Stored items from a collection

* * * * *

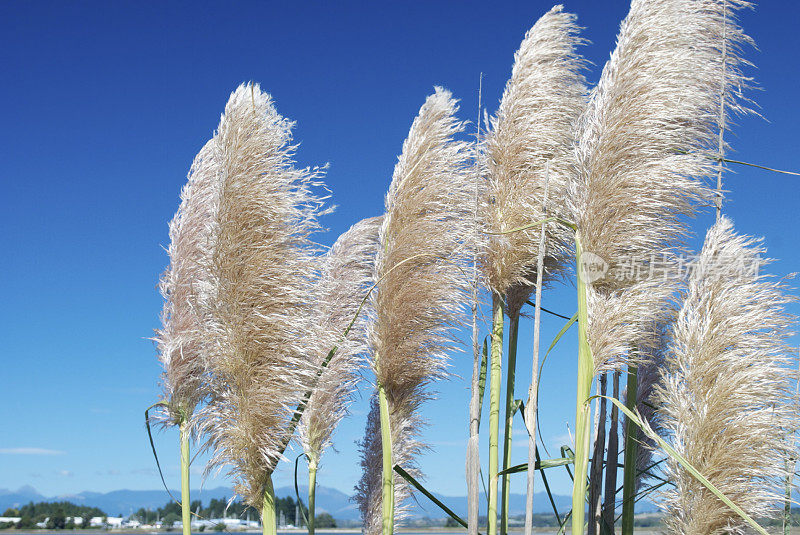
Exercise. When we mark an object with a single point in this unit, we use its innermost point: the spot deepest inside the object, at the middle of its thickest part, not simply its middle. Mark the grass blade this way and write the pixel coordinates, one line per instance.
(417, 485)
(669, 450)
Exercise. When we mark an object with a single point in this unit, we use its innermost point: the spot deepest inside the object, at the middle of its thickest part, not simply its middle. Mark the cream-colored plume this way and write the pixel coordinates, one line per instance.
(347, 275)
(727, 400)
(422, 270)
(647, 143)
(261, 291)
(181, 339)
(532, 131)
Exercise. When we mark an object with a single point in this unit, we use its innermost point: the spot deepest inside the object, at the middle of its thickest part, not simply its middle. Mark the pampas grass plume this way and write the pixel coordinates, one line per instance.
(533, 128)
(423, 280)
(180, 340)
(727, 401)
(347, 275)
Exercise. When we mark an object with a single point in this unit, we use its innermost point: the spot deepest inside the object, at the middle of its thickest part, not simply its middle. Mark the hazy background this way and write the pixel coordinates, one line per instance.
(106, 104)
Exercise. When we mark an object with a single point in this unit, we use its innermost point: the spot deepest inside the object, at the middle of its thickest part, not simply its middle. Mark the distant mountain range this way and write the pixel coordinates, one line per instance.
(329, 500)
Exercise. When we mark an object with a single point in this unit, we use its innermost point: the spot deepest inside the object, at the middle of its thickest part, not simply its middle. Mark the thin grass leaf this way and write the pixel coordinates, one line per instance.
(669, 450)
(417, 485)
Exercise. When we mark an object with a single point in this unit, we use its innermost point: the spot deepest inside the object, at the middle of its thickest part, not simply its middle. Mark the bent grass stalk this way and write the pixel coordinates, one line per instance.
(670, 451)
(583, 409)
(312, 494)
(509, 420)
(496, 376)
(631, 453)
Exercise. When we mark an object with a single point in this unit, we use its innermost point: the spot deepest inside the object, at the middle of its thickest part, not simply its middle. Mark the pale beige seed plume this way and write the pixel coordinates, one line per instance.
(533, 129)
(727, 397)
(181, 338)
(263, 267)
(347, 276)
(647, 143)
(422, 269)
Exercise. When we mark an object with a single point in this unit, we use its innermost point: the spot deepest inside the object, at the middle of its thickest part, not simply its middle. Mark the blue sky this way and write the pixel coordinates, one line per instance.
(105, 105)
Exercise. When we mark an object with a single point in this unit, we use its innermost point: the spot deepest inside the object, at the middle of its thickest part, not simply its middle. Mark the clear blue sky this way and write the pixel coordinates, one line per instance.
(105, 105)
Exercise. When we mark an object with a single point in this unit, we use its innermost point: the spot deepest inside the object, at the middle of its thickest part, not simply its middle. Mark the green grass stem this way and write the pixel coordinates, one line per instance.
(269, 525)
(513, 333)
(495, 380)
(186, 512)
(673, 453)
(631, 452)
(387, 481)
(583, 408)
(312, 494)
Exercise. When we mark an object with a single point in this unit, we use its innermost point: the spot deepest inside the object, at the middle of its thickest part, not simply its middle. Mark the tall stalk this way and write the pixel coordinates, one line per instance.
(509, 419)
(186, 512)
(583, 409)
(473, 446)
(387, 480)
(496, 377)
(532, 407)
(631, 453)
(612, 458)
(312, 493)
(269, 525)
(596, 479)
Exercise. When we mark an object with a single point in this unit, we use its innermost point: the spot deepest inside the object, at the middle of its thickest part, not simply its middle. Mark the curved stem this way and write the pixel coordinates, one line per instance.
(496, 377)
(312, 493)
(268, 524)
(631, 452)
(387, 492)
(583, 409)
(186, 512)
(509, 421)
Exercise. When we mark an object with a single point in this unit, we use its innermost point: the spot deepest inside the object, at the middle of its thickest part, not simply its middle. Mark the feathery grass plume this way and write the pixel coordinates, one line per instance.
(533, 127)
(648, 379)
(422, 269)
(347, 275)
(727, 395)
(263, 266)
(646, 145)
(648, 140)
(180, 340)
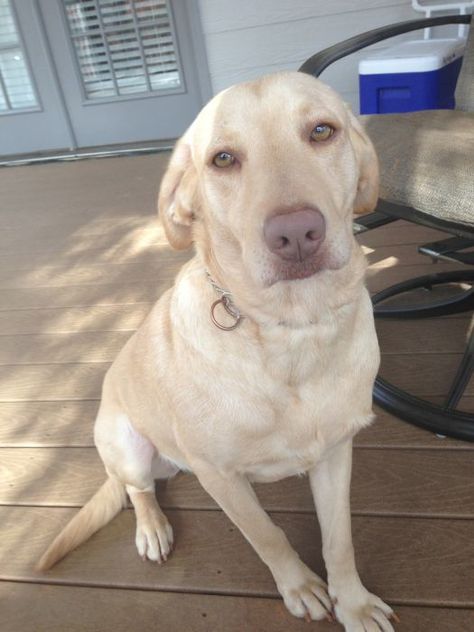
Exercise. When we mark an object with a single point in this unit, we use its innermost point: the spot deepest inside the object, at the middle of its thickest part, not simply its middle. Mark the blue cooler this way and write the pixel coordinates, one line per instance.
(416, 75)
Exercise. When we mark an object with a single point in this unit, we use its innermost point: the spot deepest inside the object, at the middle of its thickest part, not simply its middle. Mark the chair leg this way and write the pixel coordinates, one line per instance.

* * * * *

### EXERCISE BRIEF
Quote every record above exactly, leaving out the pictures.

### WORKED ANSWER
Exercise. When we mark an object with a single point in this unit, we use its innermost point: the spot deepest inside the object, at the middle of its thickest part, not simply its middle. Mark the grass blade this way and write the pixel coordinates, one line per instance.
(417, 485)
(669, 450)
Exercise. When we mark an object with a single point in this unit, we use its innermost point: the spot deepest inside the object, at the middle of its thickest part, not simply its middle. Mark the cream-colored plume this way and write the pixel coordinates, one line per instance.
(347, 275)
(727, 400)
(422, 270)
(647, 143)
(261, 291)
(181, 339)
(532, 131)
Exercise. When we mark an object with a single point in this unit, we use its innermost point: the spot deepest inside the object, at the middle of its thickest part, not simply its middle. Mark the pampas grass plume this way and write the pixel coordinates, one line per instance.
(533, 128)
(423, 280)
(180, 340)
(727, 401)
(347, 275)
Exercise. When we mark an object with a single point in this unit, we use its innermost point: the spot deepest inside the object, at the middle of its thickest part, not simply its middle. Mark the hazy background this way and write the pixel coordinates, one line per instance.
(106, 104)
Exercise. When we mark an object with a single point in this unit, we use its innermost point: the spot deepest inside the object, at the middle of its thickest part, not simply its middle. Mark the distant mountain range this way and write the pixel coordinates, one line per instance.
(329, 500)
Exercise. When we mark an object with a single point in this unit, we use its innermost point: the spot deepest inside the object, at the middle of its thickest part, not simply its middle. Mark the thin grass leaf this way and write the pixel coordinates, one line per instance.
(669, 450)
(417, 485)
Exercise. When we mark an object with a single point in this unit, we use its innermost point: the spot deepest inside the object, at the middle of its thickest part, not simply its middle. Mark the bent grass stalk this way and write the pixel coordinates, one line per instance.
(670, 451)
(583, 409)
(312, 494)
(509, 420)
(496, 376)
(631, 453)
Exercise. When we mark an object with a single point in this unit, we use its innermost point: the spot deepest inside the object, at the middle of its thickest part, not simply its middle. Mark the pale beige seed plume this way and write the pixel coordinates, one line per instance.
(533, 129)
(727, 397)
(181, 338)
(263, 267)
(347, 276)
(647, 143)
(422, 269)
Exercise. When we mark an object with a single point in this unit, we use its innermost point: the spot deepest inside the object, at the middle of its thickest part, not simply its middle. Mark the blue sky this way and write the pixel coordinates, one line per instance.
(105, 105)
Exercise. When we mark an object with a single point in this unit, we use its innermost point: the spot deepest inside the object, at the middle of its thickest part, not simply its middle. Mark the clear blue sky this way and write the pixel coordinates, one line per instance.
(105, 105)
Exercise. When we mark an object with a single point in this unit, we use its innermost point: the spot deepest inside the object, at the middle of its thickest part, not simply its middle. Mark the green grass stem this way and write the pixel coordinates, one line per instance.
(269, 525)
(513, 333)
(495, 380)
(186, 512)
(673, 453)
(631, 452)
(387, 481)
(583, 408)
(312, 494)
Exercise. When we mark an object with a single point in this unit, we use its innermost point: the spot deepest inside the object, at the middle of its thickest part, not simply its middle. Mark the tall stalk this way and write the pixel coordinates, one line per instance.
(509, 419)
(186, 512)
(583, 409)
(473, 446)
(387, 480)
(496, 377)
(532, 407)
(631, 453)
(612, 458)
(312, 493)
(269, 525)
(596, 479)
Exercise. When we mark an object with a single point in this unit, we use its innermost point: the spot deepest inside the object, at the middle of its thickest part, not simply its middle. Mark the curved stem this way and write the pixel coordinates, one line per instance.
(496, 377)
(312, 493)
(268, 524)
(631, 452)
(387, 492)
(583, 409)
(186, 512)
(509, 421)
Exercise. When we mark an object with a single point in this unit, we use its innermost point: the spot deepest inside the object, at the middle of its thickest part, not simply its middle. Mark the feathery grass plume this way and write the pixel coordinates, one line per instance.
(533, 127)
(648, 379)
(422, 269)
(347, 275)
(727, 395)
(263, 266)
(646, 145)
(648, 140)
(180, 340)
Exercise. When we mark an object with a single point in this unit, we use its innermost point: the spot deepest inside the object, at the middle of its thickest part, not simply its middle. Mark the blue cooler this way and write the pixel coordinates, one line per instance.
(416, 75)
Exercise. When we mark an object with a single point in this unit, we use its innermost point: the spot deepest inside the object, at the middle of its thickest part, not simply its middle. Mark the chair leg this way and write the pixel coordinates, one line per instance.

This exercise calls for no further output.